◆ **Material provided**:
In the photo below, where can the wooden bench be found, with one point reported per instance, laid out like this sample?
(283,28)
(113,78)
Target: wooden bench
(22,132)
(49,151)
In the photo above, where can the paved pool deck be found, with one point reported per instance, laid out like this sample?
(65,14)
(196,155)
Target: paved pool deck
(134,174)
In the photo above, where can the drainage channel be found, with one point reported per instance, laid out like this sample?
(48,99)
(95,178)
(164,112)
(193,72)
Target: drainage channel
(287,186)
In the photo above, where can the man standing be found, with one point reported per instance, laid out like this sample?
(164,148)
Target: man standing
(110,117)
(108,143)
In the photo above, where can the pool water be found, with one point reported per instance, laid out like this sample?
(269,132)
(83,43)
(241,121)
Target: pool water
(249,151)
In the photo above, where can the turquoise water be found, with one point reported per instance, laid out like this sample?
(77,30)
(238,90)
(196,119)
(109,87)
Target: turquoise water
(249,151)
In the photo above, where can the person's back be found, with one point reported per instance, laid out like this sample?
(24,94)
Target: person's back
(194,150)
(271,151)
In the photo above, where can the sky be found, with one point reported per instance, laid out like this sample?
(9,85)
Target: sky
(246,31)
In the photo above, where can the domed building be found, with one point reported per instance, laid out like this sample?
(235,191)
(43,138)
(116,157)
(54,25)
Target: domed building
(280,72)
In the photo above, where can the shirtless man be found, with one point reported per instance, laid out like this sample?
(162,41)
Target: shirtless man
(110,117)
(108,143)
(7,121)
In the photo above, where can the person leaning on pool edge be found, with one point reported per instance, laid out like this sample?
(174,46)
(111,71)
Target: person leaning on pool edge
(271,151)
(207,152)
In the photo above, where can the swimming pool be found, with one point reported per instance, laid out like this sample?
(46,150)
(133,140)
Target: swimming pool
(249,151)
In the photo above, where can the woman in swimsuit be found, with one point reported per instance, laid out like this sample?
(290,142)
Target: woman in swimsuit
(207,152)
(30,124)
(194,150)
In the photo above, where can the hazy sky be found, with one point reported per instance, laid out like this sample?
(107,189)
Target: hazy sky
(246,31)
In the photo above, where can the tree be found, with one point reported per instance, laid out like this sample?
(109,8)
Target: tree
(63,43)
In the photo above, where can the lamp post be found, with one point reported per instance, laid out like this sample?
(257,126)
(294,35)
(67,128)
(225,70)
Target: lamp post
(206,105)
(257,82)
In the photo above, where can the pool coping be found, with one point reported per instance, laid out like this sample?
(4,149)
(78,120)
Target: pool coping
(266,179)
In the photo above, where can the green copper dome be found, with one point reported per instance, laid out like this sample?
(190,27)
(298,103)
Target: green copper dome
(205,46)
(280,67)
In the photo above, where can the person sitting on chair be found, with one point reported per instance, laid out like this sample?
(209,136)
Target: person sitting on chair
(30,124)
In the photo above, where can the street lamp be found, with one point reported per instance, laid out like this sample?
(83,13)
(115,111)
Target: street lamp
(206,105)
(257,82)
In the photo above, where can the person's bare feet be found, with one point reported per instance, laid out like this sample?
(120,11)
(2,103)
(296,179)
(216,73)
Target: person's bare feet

◆ **What you are asked to do**: Turn every line of the data above into a Markdown table with two columns, Row and Line. Number the rows in order and leave out any blank lines.

◆ **Answer to the task**:
| Row | Line |
|---|---|
| 1 | In the photo below, where can the wooden bench be found, with one point reported per instance, laid out like this sample? |
| 2 | (283,28) |
| 3 | (113,78) |
| 4 | Target: wooden bench |
| 5 | (22,132) |
| 6 | (49,151) |
| 7 | In the photo above, where can the paved pool deck be found, with one point reported per instance, laid out like this sample? |
| 8 | (65,14) |
| 9 | (196,155) |
| 10 | Target: paved pool deck |
| 11 | (134,174) |
| 12 | In the photo above, where can the drainage channel be found, with one point reported per instance, laid out like this sample? |
| 13 | (48,99) |
| 14 | (95,178) |
| 15 | (164,112) |
| 16 | (193,72) |
| 17 | Target: drainage channel |
| 18 | (287,186) |
| 19 | In the photo above, where can the man standing be found, with one point reported per instance, laid out like this sample? |
| 20 | (164,148) |
| 21 | Target: man standing |
| 22 | (110,117) |
| 23 | (108,143) |
| 24 | In the photo above, where can the pool water be found, with one point reported per instance, laid out like this sample? |
| 25 | (269,132) |
| 26 | (83,43) |
| 27 | (241,121) |
| 28 | Target: pool water |
| 29 | (249,151) |
| 30 | In the photo above, where can the turquoise water be found, with one point reported per instance, laid out like this sample? |
| 31 | (77,30) |
| 32 | (238,90) |
| 33 | (196,119) |
| 34 | (109,87) |
| 35 | Target: turquoise water |
| 36 | (249,151) |
| 37 | In the photo above, where can the person's back be found, with one point reported per instance, laid out like this sample? |
| 38 | (24,94) |
| 39 | Target: person's back |
| 40 | (194,150) |
| 41 | (271,151) |
| 42 | In the photo above, where can the sky be found, with one point reported per instance, laid out like this sample? |
| 43 | (9,85) |
| 44 | Target: sky |
| 45 | (246,31) |
| 46 | In the photo above, where can the domed building be found, with one point reported per instance, laid out like this sample? |
| 47 | (235,191) |
| 48 | (43,138) |
| 49 | (116,157) |
| 50 | (54,25) |
| 51 | Target: domed building |
| 52 | (280,72) |
| 53 | In the photo above, where can the shirtless man be found, with one point reported per instance, laid out like this sample? |
| 54 | (162,41) |
| 55 | Target: shirtless man |
| 56 | (110,117) |
| 57 | (108,143) |
| 58 | (7,121) |
| 59 | In the photo above, where can the person leaning on pool edge be found, with one point reported per instance, laid out like this sample? |
| 60 | (174,46) |
| 61 | (111,71) |
| 62 | Target: person leaning on pool edge |
| 63 | (271,151) |
| 64 | (207,152) |
| 65 | In the photo above, where can the swimming pool be found, with one point reported per instance, laid out like this sample? |
| 66 | (46,150) |
| 67 | (133,140) |
| 68 | Target: swimming pool |
| 69 | (249,151) |
| 70 | In the photo above, where can the woman in swimsuit be found, with one point reported per instance, laid out like this sample? |
| 71 | (290,142) |
| 72 | Target: woman in swimsuit |
| 73 | (207,152) |
| 74 | (30,124) |
| 75 | (194,150) |
| 76 | In the photo above, where can the hazy sky be found, with one point reported per instance, laid out like this sample? |
| 77 | (107,189) |
| 78 | Target: hazy sky |
| 79 | (246,31) |
| 80 | In the photo above, where can the tree be found, with one point reported per instance, laid out like this sample? |
| 81 | (109,8) |
| 82 | Target: tree |
| 83 | (63,43) |
| 84 | In the photo above, where can the lamp post be found, with one point reported per instance, laid out like this sample? |
| 85 | (257,126) |
| 86 | (294,35) |
| 87 | (67,128) |
| 88 | (225,70) |
| 89 | Target: lamp post |
| 90 | (206,105) |
| 91 | (257,82) |
| 92 | In the photo above, where can the pool coping be found, with one point reported per instance, laid out like this sample? |
| 93 | (4,149) |
| 94 | (78,120) |
| 95 | Target: pool coping |
| 96 | (266,179) |
| 97 | In the photo above, where can the green copper dome be found, with one point reported per instance, laid out like this sample? |
| 98 | (190,27) |
| 99 | (298,103) |
| 100 | Target: green copper dome |
| 101 | (205,46) |
| 102 | (280,67) |
| 103 | In the photo above, where can the person sitting on chair be found, with one point reported per instance, laid out like this sample? |
| 104 | (209,136) |
| 105 | Target: person sitting on chair |
| 106 | (30,124) |
| 107 | In the photo above, where can the street lamp be found, with one point reported per instance, laid out like this sample? |
| 108 | (83,13) |
| 109 | (115,111) |
| 110 | Target: street lamp |
| 111 | (206,105) |
| 112 | (257,82) |
| 113 | In the photo above, where can the person's bare feet be found, with one point reported per instance, laid out like this sample? |
| 114 | (120,11) |
| 115 | (2,103) |
| 116 | (296,179) |
| 117 | (216,73) |
| 118 | Target: person's bare feet |